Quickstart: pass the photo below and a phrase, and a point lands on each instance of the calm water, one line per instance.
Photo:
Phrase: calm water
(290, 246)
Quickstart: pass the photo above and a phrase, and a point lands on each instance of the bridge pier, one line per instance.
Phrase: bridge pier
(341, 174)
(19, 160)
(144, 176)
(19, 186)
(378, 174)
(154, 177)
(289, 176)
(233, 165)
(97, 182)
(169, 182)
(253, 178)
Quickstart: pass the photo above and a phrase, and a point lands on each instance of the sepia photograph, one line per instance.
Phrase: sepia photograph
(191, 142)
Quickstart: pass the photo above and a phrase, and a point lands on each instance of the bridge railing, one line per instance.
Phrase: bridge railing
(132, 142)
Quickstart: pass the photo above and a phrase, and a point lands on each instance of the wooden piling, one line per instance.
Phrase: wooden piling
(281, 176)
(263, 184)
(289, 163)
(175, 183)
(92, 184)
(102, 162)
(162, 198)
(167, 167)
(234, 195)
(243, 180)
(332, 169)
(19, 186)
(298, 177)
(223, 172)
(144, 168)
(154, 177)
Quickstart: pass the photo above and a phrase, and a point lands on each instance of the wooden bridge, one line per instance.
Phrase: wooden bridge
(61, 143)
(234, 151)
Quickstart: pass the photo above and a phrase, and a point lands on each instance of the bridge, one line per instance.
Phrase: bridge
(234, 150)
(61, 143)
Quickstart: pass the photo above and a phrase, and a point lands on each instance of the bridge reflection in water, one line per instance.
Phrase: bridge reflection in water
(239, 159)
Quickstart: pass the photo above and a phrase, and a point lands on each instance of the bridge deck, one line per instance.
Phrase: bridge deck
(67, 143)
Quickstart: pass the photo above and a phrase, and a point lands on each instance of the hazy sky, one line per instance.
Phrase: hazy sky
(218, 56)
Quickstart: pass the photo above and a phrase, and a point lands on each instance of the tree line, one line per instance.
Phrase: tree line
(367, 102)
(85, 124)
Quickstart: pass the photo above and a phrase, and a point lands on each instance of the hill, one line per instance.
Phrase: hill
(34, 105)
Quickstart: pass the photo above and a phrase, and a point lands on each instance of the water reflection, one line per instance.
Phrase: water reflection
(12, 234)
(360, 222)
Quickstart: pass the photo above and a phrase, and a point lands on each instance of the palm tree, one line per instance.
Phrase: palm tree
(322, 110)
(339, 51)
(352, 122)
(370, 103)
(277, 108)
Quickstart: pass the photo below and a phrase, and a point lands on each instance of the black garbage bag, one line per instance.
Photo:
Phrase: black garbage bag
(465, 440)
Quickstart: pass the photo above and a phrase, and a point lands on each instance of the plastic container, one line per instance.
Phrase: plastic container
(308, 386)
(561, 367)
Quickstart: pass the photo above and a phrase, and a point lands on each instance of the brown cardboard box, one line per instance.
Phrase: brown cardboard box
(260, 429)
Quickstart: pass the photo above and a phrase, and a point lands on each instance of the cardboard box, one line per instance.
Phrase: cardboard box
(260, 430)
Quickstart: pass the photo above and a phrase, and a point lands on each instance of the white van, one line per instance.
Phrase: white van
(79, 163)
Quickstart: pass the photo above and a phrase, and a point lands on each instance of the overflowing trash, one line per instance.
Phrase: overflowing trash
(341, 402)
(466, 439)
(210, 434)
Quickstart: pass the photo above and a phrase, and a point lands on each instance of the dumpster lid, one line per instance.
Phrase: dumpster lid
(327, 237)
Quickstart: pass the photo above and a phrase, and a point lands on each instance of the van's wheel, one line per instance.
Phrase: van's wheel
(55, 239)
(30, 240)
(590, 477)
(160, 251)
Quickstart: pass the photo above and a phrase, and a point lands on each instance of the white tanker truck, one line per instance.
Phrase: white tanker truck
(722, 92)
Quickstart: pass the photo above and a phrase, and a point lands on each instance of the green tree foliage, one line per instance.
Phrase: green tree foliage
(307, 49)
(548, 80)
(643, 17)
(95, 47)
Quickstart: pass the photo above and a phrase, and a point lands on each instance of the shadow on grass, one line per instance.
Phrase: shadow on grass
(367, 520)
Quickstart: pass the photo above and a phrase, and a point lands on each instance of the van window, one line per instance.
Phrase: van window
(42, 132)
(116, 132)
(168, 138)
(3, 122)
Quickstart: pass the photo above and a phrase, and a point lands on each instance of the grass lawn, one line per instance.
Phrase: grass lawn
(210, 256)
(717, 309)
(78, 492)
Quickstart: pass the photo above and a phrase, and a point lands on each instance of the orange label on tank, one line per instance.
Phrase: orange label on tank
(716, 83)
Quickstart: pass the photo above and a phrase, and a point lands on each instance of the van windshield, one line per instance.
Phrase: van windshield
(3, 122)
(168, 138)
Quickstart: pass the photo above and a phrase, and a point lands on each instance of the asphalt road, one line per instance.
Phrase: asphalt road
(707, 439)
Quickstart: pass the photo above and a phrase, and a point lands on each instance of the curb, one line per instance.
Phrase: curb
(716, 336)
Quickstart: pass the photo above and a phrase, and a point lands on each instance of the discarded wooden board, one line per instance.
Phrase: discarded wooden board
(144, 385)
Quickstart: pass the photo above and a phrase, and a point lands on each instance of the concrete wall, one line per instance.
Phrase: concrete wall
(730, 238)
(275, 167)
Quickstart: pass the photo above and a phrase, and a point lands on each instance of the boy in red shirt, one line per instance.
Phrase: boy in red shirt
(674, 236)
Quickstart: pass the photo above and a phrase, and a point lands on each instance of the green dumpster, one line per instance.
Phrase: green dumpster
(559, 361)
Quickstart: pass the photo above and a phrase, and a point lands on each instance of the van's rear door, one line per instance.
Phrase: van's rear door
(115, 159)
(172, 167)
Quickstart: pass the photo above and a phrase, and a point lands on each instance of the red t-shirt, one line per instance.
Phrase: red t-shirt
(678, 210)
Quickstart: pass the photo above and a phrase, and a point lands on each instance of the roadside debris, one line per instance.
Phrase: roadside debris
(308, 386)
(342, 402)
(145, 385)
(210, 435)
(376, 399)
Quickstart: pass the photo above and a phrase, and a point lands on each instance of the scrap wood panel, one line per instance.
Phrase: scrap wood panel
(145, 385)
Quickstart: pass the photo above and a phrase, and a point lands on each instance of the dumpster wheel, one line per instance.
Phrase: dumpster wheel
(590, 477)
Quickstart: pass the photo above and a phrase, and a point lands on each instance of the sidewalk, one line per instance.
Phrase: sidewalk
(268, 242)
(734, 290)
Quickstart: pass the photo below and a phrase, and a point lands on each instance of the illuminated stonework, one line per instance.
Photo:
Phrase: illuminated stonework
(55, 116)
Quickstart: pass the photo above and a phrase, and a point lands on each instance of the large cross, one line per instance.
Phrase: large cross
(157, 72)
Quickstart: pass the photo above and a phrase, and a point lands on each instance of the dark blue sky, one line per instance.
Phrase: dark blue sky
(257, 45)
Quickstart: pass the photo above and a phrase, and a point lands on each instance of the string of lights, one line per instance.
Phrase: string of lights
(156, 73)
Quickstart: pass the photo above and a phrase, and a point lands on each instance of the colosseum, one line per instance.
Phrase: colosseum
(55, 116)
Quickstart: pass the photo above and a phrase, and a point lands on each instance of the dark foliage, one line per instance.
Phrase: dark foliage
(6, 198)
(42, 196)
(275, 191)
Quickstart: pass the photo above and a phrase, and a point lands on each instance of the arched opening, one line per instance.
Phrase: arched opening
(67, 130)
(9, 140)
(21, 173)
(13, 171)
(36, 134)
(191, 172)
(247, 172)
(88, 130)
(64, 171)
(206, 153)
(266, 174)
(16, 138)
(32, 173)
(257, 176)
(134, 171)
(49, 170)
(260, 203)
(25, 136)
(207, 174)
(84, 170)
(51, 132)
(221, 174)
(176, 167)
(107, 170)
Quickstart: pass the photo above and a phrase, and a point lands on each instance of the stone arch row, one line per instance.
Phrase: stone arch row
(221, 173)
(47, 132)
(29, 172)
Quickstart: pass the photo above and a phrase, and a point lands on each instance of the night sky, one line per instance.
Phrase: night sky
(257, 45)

··········

◆ **Your assignment**: Copy every line that contains "below" from the listing above.

◆ **Task solution**:
Quickstart: pass the photo below and a phrase, and a point lands on each instance of the calm water, one line per instance.
Quickstart: pass the photo below and a phrase, and a point lands on each instance of the black garbage bag, one line per instance.
Quickstart: pass the photo below and a phrase, and a point lands on each instance of the illuminated stonework, one line per instance.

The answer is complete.